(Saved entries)
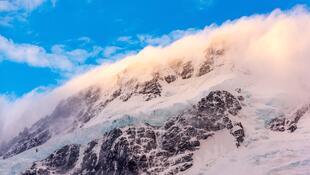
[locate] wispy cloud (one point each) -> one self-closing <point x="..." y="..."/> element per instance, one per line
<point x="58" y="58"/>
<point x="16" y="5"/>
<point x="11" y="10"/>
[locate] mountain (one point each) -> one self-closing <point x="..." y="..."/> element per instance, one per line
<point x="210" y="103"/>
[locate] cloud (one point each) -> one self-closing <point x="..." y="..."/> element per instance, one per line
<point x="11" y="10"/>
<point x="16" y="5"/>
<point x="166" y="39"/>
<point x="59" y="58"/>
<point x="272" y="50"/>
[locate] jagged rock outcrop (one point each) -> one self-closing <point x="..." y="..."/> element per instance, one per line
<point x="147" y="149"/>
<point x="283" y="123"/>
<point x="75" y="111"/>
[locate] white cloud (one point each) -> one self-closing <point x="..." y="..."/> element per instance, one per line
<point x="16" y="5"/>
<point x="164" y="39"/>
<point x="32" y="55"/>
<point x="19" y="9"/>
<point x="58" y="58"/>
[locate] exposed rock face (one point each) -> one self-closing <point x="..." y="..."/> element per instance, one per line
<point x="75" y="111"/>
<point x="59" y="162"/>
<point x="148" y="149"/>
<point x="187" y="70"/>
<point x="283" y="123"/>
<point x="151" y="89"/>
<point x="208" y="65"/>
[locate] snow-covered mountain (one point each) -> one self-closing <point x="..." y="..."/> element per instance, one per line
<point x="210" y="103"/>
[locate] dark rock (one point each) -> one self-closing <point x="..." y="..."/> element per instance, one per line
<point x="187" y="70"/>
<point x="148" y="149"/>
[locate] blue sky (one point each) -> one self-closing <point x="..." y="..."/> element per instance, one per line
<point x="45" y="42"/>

### TASK OBJECTIVE
Give exactly the lines from the one with "[locate] white cloud" to the end of the entries, nothing before them.

### RESULT OF THE EXERCISE
[locate] white cloud (one point each) -> one self-closing <point x="..." y="..."/> element per instance, one per line
<point x="16" y="5"/>
<point x="164" y="39"/>
<point x="32" y="55"/>
<point x="19" y="9"/>
<point x="58" y="58"/>
[locate] exposed rock face (one point each) -> one self-closing <point x="..." y="..."/> element per instance, one per line
<point x="75" y="111"/>
<point x="59" y="162"/>
<point x="148" y="149"/>
<point x="187" y="70"/>
<point x="283" y="123"/>
<point x="151" y="89"/>
<point x="208" y="65"/>
[locate] snow-covered mountain (one point each) -> one self-closing <point x="..." y="..."/> element per instance, one per line
<point x="210" y="103"/>
[locate] dark rock (one point each) -> one self-closing <point x="..." y="..."/> element per instance, one per line
<point x="187" y="70"/>
<point x="148" y="149"/>
[locate] blue sky (one point each) -> one self-closing <point x="..." y="..."/> element per instance, one per line
<point x="45" y="42"/>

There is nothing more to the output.